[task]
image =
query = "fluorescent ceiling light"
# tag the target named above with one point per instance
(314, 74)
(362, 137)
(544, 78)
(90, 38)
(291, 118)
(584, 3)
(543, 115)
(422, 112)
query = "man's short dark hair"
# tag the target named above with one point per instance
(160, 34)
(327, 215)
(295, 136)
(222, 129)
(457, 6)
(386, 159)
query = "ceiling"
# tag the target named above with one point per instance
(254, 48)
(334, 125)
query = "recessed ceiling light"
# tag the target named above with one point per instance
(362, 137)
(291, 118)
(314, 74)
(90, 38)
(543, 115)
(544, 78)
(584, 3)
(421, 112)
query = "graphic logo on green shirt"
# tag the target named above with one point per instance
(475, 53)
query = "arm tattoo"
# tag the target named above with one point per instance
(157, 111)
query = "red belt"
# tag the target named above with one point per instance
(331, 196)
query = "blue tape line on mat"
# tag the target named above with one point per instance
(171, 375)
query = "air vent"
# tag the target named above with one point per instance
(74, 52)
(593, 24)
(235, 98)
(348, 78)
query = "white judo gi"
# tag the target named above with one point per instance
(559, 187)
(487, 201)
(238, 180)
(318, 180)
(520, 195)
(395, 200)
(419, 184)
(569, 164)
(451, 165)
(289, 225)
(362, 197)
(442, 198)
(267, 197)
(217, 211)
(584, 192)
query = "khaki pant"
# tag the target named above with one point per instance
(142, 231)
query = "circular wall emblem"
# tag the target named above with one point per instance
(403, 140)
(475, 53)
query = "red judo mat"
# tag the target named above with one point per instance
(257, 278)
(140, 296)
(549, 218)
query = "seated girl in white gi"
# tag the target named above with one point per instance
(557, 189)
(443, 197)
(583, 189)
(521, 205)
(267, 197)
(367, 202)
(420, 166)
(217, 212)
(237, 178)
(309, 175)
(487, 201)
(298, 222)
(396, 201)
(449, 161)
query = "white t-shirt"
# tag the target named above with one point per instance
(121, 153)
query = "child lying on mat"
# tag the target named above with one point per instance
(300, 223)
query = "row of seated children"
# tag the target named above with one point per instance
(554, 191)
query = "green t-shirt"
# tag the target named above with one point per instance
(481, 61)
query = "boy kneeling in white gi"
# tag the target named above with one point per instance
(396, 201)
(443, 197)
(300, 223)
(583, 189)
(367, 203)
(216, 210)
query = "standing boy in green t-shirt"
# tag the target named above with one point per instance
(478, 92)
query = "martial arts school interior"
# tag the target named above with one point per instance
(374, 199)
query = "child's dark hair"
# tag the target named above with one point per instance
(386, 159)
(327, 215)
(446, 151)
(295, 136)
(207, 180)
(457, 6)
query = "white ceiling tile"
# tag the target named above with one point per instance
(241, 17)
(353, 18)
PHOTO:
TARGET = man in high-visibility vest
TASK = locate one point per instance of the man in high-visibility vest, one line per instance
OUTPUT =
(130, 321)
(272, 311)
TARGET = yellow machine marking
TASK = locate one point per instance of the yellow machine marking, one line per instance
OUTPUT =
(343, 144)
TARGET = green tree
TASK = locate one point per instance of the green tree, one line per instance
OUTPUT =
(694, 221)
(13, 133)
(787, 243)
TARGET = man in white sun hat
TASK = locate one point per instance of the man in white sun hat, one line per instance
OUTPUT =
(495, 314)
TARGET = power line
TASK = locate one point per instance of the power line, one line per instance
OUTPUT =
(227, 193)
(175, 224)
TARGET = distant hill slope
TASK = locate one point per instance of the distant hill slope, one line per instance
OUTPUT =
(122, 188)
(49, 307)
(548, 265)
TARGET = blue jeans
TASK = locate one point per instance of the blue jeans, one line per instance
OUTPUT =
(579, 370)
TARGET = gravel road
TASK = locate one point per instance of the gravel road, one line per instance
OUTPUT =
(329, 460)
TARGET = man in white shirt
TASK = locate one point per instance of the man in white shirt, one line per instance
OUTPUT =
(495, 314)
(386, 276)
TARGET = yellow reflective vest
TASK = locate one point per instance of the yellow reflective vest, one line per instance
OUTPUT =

- - - - -

- _WORK ITEM_
Show me each line of the listing above with "dark" in it.

- _EXPECTED ANSWER_
query = "man's short dark hair"
query = "child's dark hair"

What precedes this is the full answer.